Written request 1: List every person named by name in the forum thread on how many groups is enough.
Written request 2: Pick up the forum thread on how many groups is enough right after its last sentence and keep writing.

[R-sig-ME] How many groups is enough?

Highland Statistics Ltd. highstat at highstat.com
Mon Aug 31 15:11:40 CEST 2009


>> One point, is that for most analyses we are not interested in estimates of
>> the random effect variances.
Unless you stick the estimated variances in these nice power analysis 
equations (e.g. in Snijders and Bosker, 1999 if I remember well) that 
calculate the intraclass correlation, and tell you how many observations 
to take next time.

Alain


>>  My impression is that other parameter estimates
>> are fairly robust to the random effects variance, so if the models fit
>> sensibly then it seems a reasonable approach. One problem with a small
>> number of groups may be the use of Empirical Bayes, as it ignores the
>> estimate uncertainty. I assume somebody has written a paper on this,
>> advocating full Bayesian analysis. People seem happy to do random effects
>> meta-analysis with only a few trials.
>>     
>
> I agree that the precision of estimates of the variance components can
> be poor and that this is not that much of a problem when one is
> primarily interested in the estimates of the fixed-effects parameters.
>  (By the way, the statement that "REML estimates are unbiased" is not
> true in general.  Even in the simple, balanced cases where they are
> unbiased, I don't think it is an important property because the
> distribution of the estimator is so skewed that characterizing the
> distribution by its mean is unrealistic.).

Data records:

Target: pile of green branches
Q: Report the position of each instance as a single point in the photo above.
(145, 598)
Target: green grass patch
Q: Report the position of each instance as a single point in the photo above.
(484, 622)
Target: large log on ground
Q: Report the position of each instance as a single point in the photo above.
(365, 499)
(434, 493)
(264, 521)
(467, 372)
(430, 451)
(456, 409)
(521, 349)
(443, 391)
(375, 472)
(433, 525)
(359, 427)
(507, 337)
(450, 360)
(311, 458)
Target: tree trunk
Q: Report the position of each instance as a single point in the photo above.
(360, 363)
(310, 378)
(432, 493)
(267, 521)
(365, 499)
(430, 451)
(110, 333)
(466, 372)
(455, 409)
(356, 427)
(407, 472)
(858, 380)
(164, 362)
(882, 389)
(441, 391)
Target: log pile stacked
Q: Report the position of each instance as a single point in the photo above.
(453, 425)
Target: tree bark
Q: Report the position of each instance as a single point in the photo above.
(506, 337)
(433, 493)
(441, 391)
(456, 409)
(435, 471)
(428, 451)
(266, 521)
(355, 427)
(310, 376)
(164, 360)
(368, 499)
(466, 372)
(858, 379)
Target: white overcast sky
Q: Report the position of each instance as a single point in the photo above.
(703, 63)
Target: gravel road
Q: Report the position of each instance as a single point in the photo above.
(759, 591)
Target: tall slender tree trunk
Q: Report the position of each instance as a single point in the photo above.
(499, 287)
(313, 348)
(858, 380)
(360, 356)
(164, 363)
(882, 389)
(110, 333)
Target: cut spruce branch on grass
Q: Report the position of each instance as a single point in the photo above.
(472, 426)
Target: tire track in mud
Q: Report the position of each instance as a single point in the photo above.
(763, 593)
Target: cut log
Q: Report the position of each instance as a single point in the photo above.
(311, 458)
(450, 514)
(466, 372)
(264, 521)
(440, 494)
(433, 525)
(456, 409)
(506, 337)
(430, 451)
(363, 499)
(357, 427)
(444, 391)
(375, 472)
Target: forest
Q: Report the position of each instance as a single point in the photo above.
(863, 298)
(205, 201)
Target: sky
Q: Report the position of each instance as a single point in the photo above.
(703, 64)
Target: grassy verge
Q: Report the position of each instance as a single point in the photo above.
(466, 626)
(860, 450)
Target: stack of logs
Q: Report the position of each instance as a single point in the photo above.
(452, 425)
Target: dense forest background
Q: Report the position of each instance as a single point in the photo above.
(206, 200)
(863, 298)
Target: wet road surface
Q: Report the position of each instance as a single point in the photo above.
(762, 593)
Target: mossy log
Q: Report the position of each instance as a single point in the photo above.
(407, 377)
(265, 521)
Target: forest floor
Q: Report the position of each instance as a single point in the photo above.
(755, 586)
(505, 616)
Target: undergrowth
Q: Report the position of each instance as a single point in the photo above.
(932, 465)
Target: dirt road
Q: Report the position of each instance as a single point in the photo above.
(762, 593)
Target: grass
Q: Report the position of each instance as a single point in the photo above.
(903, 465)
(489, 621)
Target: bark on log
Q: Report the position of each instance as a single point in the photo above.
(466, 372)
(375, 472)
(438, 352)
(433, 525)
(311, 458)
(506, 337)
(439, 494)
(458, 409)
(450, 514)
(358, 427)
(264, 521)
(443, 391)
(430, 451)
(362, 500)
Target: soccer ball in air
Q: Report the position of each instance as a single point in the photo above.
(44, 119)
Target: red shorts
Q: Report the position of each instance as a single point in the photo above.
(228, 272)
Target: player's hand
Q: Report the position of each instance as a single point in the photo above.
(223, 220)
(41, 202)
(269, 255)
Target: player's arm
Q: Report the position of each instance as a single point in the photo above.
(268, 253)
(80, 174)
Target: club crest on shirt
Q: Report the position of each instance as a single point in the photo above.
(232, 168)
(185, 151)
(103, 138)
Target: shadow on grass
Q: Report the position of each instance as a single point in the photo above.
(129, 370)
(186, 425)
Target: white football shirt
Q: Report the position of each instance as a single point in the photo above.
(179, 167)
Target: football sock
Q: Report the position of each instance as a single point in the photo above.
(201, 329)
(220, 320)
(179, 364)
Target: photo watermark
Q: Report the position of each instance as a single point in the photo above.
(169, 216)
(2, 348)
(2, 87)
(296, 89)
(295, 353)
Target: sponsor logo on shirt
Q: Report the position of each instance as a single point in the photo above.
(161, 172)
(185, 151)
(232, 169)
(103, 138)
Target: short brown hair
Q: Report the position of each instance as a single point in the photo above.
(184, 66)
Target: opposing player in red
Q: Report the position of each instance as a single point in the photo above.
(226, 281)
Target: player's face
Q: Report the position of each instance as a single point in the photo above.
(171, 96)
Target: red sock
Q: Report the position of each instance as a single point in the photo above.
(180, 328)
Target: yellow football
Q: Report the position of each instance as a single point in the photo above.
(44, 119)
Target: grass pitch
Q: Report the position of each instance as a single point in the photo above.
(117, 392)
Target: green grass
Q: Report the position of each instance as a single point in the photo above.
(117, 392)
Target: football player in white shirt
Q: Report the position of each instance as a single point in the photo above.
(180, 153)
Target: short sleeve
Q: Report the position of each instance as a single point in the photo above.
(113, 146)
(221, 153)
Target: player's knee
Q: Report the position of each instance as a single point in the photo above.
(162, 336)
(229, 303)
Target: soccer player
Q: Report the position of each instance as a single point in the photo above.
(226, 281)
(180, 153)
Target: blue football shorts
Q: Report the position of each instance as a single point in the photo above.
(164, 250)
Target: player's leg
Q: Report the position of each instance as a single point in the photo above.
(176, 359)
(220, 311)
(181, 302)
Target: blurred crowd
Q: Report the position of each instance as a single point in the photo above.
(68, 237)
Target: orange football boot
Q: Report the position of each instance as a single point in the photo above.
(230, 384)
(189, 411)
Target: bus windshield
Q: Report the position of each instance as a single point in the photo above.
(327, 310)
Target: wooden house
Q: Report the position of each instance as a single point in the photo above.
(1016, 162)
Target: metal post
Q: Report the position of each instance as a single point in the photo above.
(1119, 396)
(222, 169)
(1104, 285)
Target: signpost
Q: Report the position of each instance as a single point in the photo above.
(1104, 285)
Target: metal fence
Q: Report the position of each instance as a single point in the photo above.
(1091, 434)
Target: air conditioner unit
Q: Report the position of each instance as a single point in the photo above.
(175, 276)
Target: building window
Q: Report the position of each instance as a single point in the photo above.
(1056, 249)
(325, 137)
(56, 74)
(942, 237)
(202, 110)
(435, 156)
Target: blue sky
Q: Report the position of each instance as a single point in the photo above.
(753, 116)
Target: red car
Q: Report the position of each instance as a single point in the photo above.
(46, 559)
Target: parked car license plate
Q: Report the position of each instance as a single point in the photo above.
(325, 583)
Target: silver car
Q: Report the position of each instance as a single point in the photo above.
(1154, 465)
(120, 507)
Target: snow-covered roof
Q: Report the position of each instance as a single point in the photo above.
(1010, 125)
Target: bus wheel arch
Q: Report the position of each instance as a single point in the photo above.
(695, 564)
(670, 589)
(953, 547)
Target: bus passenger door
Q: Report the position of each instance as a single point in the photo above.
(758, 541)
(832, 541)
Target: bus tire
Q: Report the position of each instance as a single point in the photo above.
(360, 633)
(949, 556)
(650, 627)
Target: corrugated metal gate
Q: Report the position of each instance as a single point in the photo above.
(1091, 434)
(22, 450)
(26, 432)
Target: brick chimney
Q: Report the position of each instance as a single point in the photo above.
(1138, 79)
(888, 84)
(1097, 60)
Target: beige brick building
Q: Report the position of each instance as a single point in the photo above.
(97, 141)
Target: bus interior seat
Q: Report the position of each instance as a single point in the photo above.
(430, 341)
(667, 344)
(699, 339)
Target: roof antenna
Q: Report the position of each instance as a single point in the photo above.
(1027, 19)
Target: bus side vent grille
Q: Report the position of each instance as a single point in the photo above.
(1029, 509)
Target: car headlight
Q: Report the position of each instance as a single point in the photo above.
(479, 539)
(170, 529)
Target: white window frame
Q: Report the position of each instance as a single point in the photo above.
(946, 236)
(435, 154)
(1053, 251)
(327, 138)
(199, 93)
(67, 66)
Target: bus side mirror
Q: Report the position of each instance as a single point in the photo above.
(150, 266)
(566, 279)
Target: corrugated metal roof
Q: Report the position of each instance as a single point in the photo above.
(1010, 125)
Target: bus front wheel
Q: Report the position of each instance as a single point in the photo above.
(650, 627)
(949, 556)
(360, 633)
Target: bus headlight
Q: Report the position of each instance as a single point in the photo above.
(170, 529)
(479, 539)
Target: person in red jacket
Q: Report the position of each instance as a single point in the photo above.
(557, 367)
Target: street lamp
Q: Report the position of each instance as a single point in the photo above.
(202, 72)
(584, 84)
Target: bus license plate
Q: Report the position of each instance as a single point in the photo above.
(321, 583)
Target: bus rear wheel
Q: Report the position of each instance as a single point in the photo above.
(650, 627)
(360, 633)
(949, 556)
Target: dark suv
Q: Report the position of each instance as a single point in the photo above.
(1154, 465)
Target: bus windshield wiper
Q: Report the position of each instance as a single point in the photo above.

Response 1: Snijders, Bosker, Alain

Response 2:
>
> I produced some plots of the profiled likelihood of the variance
> components for a simple, balanced example with 6 groups (a model for
> the Dyestuff data).  They are rather sobering although one should
> expect highly skewed patterns for a variance estimate (think of the
> simplest case of the estimate of a variance from the mythical i.i.d.
> Gaussian sample).  The plots are available in
> http://lme4.r-forge.r-project.org/slides/2009-07-21-Seewiesen/4PrecisionD.pdf
>
>   
>> Ken
>>
>>     
>>> So the question remains: "what is a 'small' number of groups?".  I'm
>>> not sure but the following may be suggestive, at least of the symmetry
>>> of the sampling distribution (i.e. chi sq w/ df = # groups - 1):
>>>
>>> ngroups <- c(4, 6, 10, 15, 20)
>>> plot(0, type='n', xlim=c(0, 30), ylim=c(0, .3))
>>> for (i in ngroups) {
>>>  plot(function(x) dchisq(x, i - 1), 0, 60, add=TRUE)
>>> }
>>>
>>>
>>> Also, googling turned up the paper below, which for a sub-class of
>>> mixed models suggests that >=50 groups is sufficient to get
>>> group-level variances and standard errors that are unbiased (but not
>>> necessarily low-variance, AFAICS).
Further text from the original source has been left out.